(Lines from a box labeling dataset)

────────────────────

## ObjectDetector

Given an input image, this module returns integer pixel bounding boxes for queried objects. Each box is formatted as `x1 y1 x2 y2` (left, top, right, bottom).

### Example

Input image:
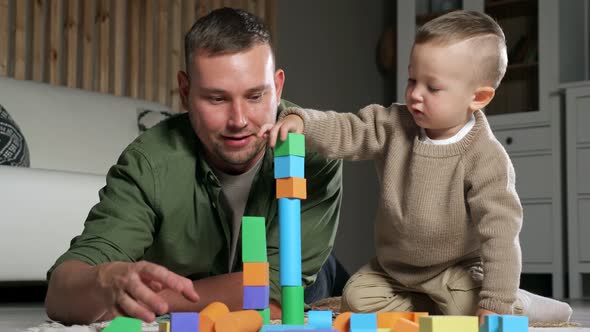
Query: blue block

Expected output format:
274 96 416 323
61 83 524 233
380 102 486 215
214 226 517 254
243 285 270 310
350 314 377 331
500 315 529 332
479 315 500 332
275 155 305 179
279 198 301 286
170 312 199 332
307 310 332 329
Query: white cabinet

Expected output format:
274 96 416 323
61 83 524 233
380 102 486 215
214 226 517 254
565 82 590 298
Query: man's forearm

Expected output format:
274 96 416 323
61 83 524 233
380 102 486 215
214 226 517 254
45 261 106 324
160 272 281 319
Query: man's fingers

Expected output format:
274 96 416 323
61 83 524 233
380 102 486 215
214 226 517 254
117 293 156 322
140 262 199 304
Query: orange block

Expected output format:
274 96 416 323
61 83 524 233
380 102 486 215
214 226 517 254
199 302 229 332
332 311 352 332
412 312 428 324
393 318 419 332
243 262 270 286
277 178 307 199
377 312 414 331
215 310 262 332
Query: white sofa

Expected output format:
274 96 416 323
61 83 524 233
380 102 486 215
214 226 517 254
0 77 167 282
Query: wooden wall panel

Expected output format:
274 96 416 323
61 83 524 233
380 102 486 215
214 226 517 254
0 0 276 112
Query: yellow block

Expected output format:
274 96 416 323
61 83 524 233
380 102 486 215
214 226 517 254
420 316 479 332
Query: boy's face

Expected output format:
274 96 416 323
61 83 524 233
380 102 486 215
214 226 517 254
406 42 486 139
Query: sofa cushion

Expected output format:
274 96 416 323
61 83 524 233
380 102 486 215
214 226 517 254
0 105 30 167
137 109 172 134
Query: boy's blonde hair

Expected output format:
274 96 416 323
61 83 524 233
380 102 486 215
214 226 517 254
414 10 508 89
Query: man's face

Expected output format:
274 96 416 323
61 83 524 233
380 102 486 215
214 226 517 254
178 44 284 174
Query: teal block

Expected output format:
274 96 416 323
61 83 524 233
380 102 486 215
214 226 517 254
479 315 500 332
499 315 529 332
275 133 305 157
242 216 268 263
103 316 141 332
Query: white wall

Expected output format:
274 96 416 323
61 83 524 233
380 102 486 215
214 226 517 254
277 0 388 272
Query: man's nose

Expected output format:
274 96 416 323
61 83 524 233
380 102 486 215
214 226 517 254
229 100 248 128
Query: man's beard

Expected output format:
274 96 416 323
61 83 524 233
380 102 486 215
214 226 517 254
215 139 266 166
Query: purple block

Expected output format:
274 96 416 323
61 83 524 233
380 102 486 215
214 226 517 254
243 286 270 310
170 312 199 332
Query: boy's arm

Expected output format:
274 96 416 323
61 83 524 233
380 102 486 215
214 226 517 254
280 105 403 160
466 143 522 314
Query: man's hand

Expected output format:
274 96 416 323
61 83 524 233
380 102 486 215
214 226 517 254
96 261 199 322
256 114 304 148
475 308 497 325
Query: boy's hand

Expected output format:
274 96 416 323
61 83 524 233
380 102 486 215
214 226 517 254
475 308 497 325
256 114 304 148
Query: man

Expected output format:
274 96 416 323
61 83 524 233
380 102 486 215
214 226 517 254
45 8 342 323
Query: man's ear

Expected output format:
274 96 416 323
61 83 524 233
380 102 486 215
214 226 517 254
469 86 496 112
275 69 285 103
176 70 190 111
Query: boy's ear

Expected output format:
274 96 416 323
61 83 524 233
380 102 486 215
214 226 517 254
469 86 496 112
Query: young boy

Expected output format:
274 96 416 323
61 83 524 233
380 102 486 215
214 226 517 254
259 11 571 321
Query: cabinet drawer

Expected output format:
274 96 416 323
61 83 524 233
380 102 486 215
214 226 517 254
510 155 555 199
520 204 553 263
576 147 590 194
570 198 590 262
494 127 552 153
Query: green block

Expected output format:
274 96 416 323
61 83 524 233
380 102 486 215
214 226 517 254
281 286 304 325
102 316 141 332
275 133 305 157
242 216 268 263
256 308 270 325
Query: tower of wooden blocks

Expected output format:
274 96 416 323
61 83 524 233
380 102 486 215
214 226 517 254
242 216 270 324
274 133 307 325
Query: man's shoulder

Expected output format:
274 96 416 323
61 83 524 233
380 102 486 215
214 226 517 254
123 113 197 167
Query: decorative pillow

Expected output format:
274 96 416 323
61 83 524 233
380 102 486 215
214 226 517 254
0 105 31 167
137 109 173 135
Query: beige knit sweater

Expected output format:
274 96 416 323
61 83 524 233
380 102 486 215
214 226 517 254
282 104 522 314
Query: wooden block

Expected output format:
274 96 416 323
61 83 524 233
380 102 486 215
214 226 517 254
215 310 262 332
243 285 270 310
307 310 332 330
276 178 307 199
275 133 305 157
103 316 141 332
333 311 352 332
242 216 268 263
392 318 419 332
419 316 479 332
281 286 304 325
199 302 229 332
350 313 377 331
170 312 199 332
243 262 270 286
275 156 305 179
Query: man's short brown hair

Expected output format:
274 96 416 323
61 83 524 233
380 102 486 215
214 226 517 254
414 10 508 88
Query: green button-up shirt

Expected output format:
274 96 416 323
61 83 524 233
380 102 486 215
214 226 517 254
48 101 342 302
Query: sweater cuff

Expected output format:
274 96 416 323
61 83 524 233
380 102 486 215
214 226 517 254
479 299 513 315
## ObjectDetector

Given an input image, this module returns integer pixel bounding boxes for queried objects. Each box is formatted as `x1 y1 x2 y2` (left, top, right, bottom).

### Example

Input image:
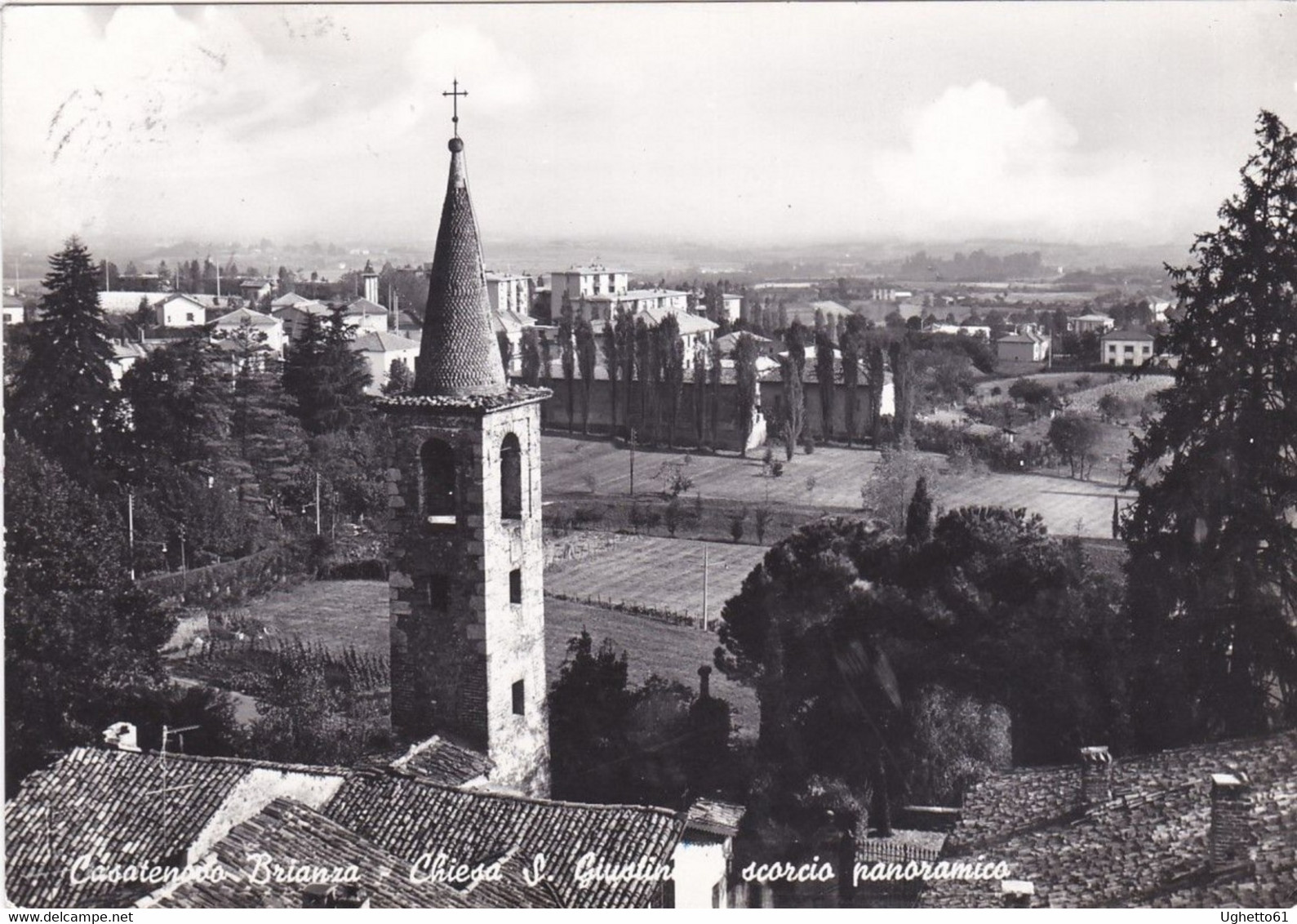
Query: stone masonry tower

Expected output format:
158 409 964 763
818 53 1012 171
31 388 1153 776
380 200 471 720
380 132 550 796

────────────────────

__What the task requires__.
How many lines above contain the string "sweater"? Reply with the number alone.

__Exercise solution__.
2